Without including any pictures, return the records below exactly as written.

○ ○ ○

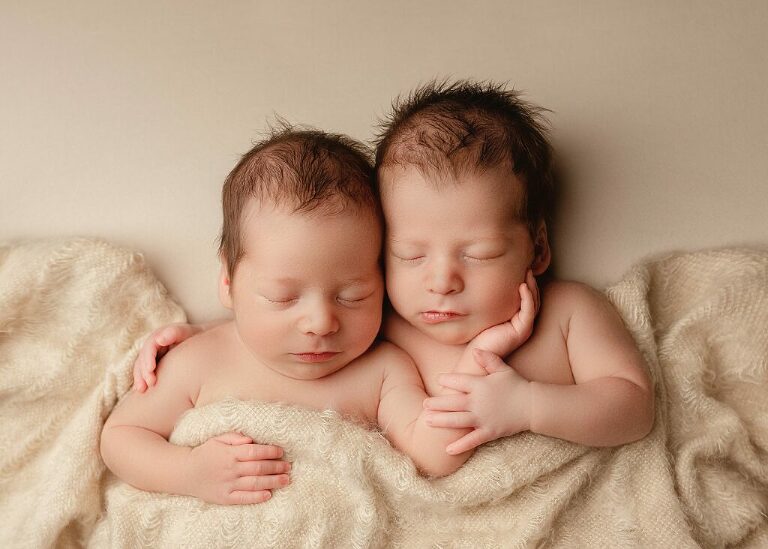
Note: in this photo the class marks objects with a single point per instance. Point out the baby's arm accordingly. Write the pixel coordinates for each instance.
(228, 469)
(612, 401)
(156, 345)
(402, 417)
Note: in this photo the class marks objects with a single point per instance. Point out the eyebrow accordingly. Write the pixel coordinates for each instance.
(477, 240)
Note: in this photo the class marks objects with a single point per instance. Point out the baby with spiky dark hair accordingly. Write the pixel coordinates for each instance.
(464, 174)
(301, 271)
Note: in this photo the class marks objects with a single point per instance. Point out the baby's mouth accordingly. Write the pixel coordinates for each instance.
(436, 317)
(316, 357)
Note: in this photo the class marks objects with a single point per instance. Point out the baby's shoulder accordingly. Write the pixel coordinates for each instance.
(570, 302)
(568, 295)
(198, 354)
(383, 353)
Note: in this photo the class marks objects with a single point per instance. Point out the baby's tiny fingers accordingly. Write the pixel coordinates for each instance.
(150, 379)
(240, 497)
(467, 442)
(263, 467)
(138, 382)
(447, 403)
(254, 452)
(454, 420)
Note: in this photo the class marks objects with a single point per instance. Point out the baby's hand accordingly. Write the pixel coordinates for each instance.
(230, 469)
(495, 405)
(504, 338)
(155, 346)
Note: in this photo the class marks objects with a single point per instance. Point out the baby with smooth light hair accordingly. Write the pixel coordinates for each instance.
(301, 271)
(464, 173)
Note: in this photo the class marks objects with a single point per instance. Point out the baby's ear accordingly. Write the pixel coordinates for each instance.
(542, 255)
(225, 285)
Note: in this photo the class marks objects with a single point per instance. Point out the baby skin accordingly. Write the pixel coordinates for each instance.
(306, 300)
(457, 265)
(454, 259)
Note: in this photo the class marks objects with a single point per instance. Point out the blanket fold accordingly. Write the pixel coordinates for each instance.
(73, 314)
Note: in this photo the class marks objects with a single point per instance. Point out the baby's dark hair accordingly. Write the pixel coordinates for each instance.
(449, 128)
(303, 169)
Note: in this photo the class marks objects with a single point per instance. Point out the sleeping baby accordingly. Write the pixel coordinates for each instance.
(301, 271)
(465, 181)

○ ○ ○

Your solution:
Note: in this photo the class marks objects with a single point per instance. Point out the baby's arm accordingly. Write the pixel coordinates for each instance.
(228, 469)
(612, 401)
(156, 345)
(402, 417)
Note: in this photo the class marks objects with a single point per instance. Point out the eyebrow accordingly. Write the pixel coordinates for each instance.
(477, 240)
Note: in this photo the class marks objects with a single point per instance. Point out the baby with spiky dark hair accordingly. Write the pixel coordinates for each instance.
(464, 174)
(301, 271)
Note: in this photo the class marks objects with a single point per instance. Point out the baby's mouth accordingly. Write the pixel coordinates for each instance.
(436, 317)
(316, 357)
Note: in this photo the class marks objects with a single point per instance. Point out the baby's shoulder accordingly. Write the pixel coordinates for each instance.
(570, 302)
(568, 295)
(198, 354)
(383, 353)
Note: in this photo the class marks objects with a single point per instance. Point out the baby's tiny fingers accordingly. Write the pixel coordinates for each instance.
(150, 379)
(240, 497)
(467, 442)
(263, 467)
(138, 382)
(447, 403)
(254, 452)
(454, 420)
Note: in this photo the class marks objects with a single point per instance. Point out the baby's hand accordingly. Write the pixel coordinates for each instance.
(230, 469)
(495, 405)
(504, 338)
(155, 346)
Note: in this photo the class marks objects with a single point per instance. Point out the baby with smooth light hair accordingly. Write the pixel coordinates for each instance.
(301, 271)
(464, 173)
Note: in this photo the class marks objects with a single point per instance. Point out the baby's ear accordingly. Write the pixel coordinates for each instance.
(542, 255)
(225, 285)
Note: in this photo the class marks objects with a single point per instance. Point out the baby skin accordingly. Write the pixel coordinates for each instance.
(306, 300)
(457, 265)
(454, 259)
Note: in this photo the class marks objects with a single point per instance. Point out the blanket fold accordingly. Write the pixel coordinates for each instance.
(73, 314)
Note: in this photo the class marks objects with a single point per instance. Point out the baby's dark hair accordingly. Write the pixel coordinates for each instance.
(449, 128)
(303, 169)
Note: in this photo the class marks objects with a single point per instance. Point out the sleeping baby accordingly. Write the pixel coordinates for each instance.
(301, 271)
(465, 181)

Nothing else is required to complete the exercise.